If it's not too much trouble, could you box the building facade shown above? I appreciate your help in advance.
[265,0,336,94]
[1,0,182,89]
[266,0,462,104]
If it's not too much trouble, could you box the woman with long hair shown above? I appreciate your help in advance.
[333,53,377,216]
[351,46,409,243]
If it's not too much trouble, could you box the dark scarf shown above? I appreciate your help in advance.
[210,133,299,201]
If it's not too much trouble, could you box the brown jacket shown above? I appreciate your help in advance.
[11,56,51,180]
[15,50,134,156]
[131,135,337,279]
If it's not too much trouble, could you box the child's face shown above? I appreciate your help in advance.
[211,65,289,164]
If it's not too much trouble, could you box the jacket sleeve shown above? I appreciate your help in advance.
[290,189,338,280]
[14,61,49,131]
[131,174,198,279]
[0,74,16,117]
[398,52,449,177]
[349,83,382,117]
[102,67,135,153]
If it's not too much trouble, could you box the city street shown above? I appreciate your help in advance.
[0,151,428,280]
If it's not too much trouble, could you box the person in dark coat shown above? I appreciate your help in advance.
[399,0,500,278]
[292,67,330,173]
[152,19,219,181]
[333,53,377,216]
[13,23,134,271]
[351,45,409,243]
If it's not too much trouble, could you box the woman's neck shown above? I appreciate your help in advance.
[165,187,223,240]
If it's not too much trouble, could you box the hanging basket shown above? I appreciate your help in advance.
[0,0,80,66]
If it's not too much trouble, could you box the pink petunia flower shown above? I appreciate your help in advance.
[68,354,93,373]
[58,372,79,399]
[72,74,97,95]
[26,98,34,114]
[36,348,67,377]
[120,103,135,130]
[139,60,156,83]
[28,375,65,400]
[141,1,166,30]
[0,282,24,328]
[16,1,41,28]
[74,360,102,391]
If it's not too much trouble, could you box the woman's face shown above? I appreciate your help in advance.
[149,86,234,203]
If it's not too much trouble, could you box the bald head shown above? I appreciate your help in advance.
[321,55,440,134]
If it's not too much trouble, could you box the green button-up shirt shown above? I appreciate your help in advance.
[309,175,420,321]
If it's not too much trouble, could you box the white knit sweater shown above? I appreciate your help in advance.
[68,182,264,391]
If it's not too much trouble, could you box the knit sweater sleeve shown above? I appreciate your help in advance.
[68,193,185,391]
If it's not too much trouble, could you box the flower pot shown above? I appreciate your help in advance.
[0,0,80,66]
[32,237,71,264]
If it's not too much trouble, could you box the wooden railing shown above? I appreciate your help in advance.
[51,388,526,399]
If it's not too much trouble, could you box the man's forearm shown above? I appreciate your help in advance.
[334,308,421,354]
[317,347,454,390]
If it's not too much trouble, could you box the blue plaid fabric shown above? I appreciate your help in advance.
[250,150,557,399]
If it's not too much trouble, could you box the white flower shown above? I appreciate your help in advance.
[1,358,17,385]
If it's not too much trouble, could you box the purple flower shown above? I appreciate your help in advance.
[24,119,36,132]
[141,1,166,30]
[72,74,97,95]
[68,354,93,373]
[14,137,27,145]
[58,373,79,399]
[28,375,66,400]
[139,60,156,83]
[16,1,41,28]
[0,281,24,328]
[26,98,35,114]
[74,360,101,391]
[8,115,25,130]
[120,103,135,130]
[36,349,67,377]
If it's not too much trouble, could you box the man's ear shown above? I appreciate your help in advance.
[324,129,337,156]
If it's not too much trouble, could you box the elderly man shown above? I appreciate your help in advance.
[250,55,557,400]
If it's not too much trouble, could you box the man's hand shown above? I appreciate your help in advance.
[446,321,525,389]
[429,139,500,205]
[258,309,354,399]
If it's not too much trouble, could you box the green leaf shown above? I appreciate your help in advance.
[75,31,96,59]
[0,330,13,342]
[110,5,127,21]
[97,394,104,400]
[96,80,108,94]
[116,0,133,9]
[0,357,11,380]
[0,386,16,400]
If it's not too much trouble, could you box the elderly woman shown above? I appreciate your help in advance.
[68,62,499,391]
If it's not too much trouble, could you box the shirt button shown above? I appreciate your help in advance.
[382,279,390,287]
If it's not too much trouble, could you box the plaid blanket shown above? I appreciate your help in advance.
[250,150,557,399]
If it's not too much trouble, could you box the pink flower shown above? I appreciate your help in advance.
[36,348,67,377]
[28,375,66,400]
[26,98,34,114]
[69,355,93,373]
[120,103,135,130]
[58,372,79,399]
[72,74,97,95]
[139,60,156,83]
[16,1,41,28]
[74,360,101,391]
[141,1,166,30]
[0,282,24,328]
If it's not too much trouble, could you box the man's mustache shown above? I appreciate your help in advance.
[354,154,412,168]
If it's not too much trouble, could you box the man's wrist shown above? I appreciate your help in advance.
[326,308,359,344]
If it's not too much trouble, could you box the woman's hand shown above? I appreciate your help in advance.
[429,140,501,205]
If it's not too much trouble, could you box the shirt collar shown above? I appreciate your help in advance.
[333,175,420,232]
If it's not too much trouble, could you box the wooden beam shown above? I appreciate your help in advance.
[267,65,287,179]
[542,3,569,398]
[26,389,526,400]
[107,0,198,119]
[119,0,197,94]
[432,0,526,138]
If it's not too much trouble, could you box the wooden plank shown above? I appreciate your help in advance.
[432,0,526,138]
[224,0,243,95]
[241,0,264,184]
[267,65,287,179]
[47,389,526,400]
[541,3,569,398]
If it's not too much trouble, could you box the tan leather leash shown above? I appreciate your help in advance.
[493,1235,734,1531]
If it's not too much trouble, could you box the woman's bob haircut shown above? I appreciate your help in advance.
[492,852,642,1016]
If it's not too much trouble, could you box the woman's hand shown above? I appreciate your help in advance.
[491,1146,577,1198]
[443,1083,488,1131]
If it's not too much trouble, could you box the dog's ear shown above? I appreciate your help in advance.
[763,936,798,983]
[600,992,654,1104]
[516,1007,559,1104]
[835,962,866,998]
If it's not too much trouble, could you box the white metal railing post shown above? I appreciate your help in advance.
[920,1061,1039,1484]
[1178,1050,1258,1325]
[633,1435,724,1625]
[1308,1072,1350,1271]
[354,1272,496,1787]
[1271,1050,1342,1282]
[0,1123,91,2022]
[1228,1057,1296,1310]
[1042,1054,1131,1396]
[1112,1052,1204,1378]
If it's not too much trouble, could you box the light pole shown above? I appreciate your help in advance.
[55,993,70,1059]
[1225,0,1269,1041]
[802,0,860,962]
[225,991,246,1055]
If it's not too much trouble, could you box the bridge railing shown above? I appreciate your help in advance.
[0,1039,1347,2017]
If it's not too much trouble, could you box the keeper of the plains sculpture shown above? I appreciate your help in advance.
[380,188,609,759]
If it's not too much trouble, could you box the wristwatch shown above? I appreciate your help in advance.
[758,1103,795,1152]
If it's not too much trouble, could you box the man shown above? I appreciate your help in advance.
++++++++++++++++++++
**Task objective**:
Type out the whole of the data again, exactly as shown.

**Answer section**:
If it's not too much trouble, could you box the building facade shown above? I appreciate your help in advance.
[265,0,336,94]
[1,0,182,89]
[266,0,462,104]
If it's not too much trouble, could you box the woman with long hair shown above? I appreciate your help in advance.
[333,53,377,216]
[351,46,409,243]
If it's not too much trouble, could you box the dark scarf shown above? I appreciate your help in advance.
[210,133,299,201]
If it's not too much trouble, could you box the brown jacket shown above? I appreciate your help in advance.
[11,56,51,180]
[15,50,134,156]
[131,135,337,279]
If it's not too much trouble, could you box the child's face shown above? I appreciate your help in advance.
[211,65,289,164]
If it's not too much trouble, could you box the jacket sleeve shown above? I appreciate your help in advance.
[290,189,338,280]
[14,61,49,131]
[131,174,198,279]
[0,74,16,117]
[398,52,449,177]
[349,83,382,117]
[102,67,135,153]
If it's not too much trouble, could you box the city street shown above? I appreciate your help in advance.
[0,151,428,280]
If it's not too much trouble, could you box the person in dark coat shown above? I appreciate your help in advance.
[399,0,500,278]
[292,67,330,173]
[152,19,219,181]
[333,53,377,216]
[13,23,134,271]
[351,45,409,243]
If it's not too much trouble, could you box the woman's neck shown above? I appreciate your help in advance.
[165,187,223,240]
If it's not too much trouble, could you box the hanging basket shown above? I appreciate your help in advance.
[0,0,80,66]
If it's not too much trouble, could you box the pink petunia flower shown above? I appreciate your help in advance.
[68,354,93,373]
[58,372,79,399]
[72,74,97,95]
[26,98,34,114]
[36,348,67,377]
[120,103,135,130]
[139,60,156,83]
[28,375,65,400]
[141,1,166,30]
[0,282,24,328]
[16,1,41,28]
[74,360,102,391]
If it's not too much trouble, could you box the woman's face shown above? I appreciate your help in advance.
[149,86,234,203]
If it's not too much trouble, could you box the bald head shown above? I appreciate your help in advance.
[321,55,440,134]
If it's not too much trouble, could you box the green button-up shirt shown above? I appreciate your help in advance.
[309,175,420,321]
If it's not too much trouble, could you box the white knit sweater shown above? I appreciate your help in advance.
[68,182,264,391]
If it's not too much trouble, could you box the knit sweater sleeve shown above? I appreciate your help in advance.
[68,193,185,391]
If it's not too much trouble, could you box the flower pot shown above? I appreciate your help in advance.
[0,0,80,66]
[32,237,71,264]
If it's not too much trouble, could you box the wooden railing shown above? I appreciate your help in advance.
[51,388,526,399]
If it's not too much trouble, could you box the man's forearm shown above? I appreciate your help in advance.
[334,308,421,354]
[317,347,454,390]
If it's not too much trouble, could you box the blue plaid fabric shown above? I appreciate your help in advance.
[250,150,557,399]
If it's not too much trouble, could you box the white flower shown above? I appreciate your help in advance.
[1,358,17,385]
If it's not too much trouble, could you box the purple flower shown above? I appreciate your help in advance.
[24,119,36,132]
[141,1,166,30]
[72,74,97,95]
[68,354,93,373]
[14,137,27,145]
[58,373,79,399]
[28,375,66,400]
[139,60,156,83]
[16,1,41,28]
[0,281,24,328]
[26,98,35,114]
[74,360,101,391]
[8,115,25,130]
[120,103,135,130]
[36,349,67,377]
If it's not too much trouble, could you box the man's ear shown above? I appreciate your help in advance.
[324,129,337,156]
If it's not too much trouble, could you box the elderly man shown above? I appreciate your help in advance.
[250,55,557,400]
If it's not too much trouble, could you box the man's hand shown above? I appreciate your help in advance.
[446,321,525,389]
[429,139,500,205]
[258,309,354,399]
If it's not too much trouble, could you box the green leaf shown above? I appreciate your help in advance.
[75,31,96,59]
[0,330,13,342]
[110,5,127,21]
[97,394,104,400]
[96,80,108,94]
[116,0,133,9]
[0,357,11,380]
[0,386,16,400]
If it's not too much trouble, could you box the elderly woman shown above? I appreciate your help in advance.
[68,62,499,391]
If it's not too much trouble, could you box the shirt button shown above? I appreciate your help in advance.
[382,279,390,287]
If it's not too much trouble, could you box the plaid blanket shown above? I appreciate your help in advance.
[250,150,557,399]
If it's not too much trouble, could you box the pink flower shown above? I appreciate your help in advance.
[36,348,67,377]
[28,375,66,400]
[26,98,34,114]
[69,355,93,373]
[120,103,135,130]
[58,372,79,399]
[72,74,97,95]
[139,60,156,83]
[16,1,41,28]
[74,360,101,391]
[141,1,166,30]
[0,282,24,328]
If it's not too much trouble, could you box the man's mustache shown above? I appreciate your help in advance.
[354,154,412,168]
If it's not too much trouble, could you box the man's wrist shown above? I appreciate your help in advance.
[326,308,359,344]
If it's not too much trouble, could you box the woman's hand shown above? I appreciate your help in advance.
[429,140,501,205]
If it's not too much trouble, could you box the shirt collar shown above? I appreciate your help in advance.
[333,175,420,232]
If it's not too much trouble, could you box the wooden beam shown above? I appreciate your help in advance.
[267,65,287,179]
[542,3,569,398]
[26,389,526,400]
[107,0,198,119]
[119,0,197,94]
[432,0,526,138]
If it's not too much trouble, could you box the wooden plank shown above? I appreciate your help in advance.
[432,0,526,138]
[224,0,243,95]
[241,0,264,184]
[267,65,287,179]
[47,389,526,400]
[541,3,569,398]
If it's not too much trouble, could you box the tan leather leash shown above? I appreciate your help in advance.
[493,1235,734,1531]
If it's not too much trouble, could you box the woman's bob haircut shown above? I appreciate your help in advance.
[492,852,642,1016]
If it's not too much trouble, could you box the woman's hand shown above? I appreciate your help in advance.
[491,1146,577,1198]
[443,1083,488,1131]
If it's not too much trouble, could you box the dog's ear shown above? I appreciate your help in advance.
[763,936,798,983]
[600,992,654,1104]
[516,1007,559,1104]
[835,962,866,998]
If it's not too much trouble, could you box the white metal railing post shown above? I appreciate your help in advance.
[920,1061,1039,1484]
[1178,1050,1258,1325]
[633,1435,724,1625]
[1308,1072,1350,1271]
[354,1272,496,1787]
[1271,1050,1342,1282]
[0,1123,91,2022]
[1228,1057,1296,1310]
[1042,1054,1131,1396]
[1112,1052,1204,1378]
If it's not too much trouble, could you box the light pole shown above? I appreciate your help in advance.
[55,993,70,1059]
[1225,0,1269,1041]
[802,0,860,962]
[225,991,246,1055]
If it's not too much trouble, could you box the bridge railing shown above? I appreciate your help in advance.
[0,1039,1347,2017]
If it's not too much trouble, could you box the keeper of the plains sculpture shown above? I appreciate your help in advance.
[380,188,609,759]
If it's not too much trouble, could you box the wristwatch shown above? I appreciate your help in advance.
[758,1103,795,1152]
If it's not too much trouble, could you box the man shown above? I appreciate your help in advance.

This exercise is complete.